>> Start DATA RECORDS

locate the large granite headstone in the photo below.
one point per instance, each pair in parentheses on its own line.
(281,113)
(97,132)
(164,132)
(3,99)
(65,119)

>> End DATA RECORDS

TASK DIRECTIONS » Copy the data above line for line, changing nothing.

RESPONSE TO THIS EXERCISE »
locate the large granite headstone in the photo below.
one point per instance, each pair in parentheses on its own line.
(281,113)
(97,132)
(164,132)
(3,99)
(65,119)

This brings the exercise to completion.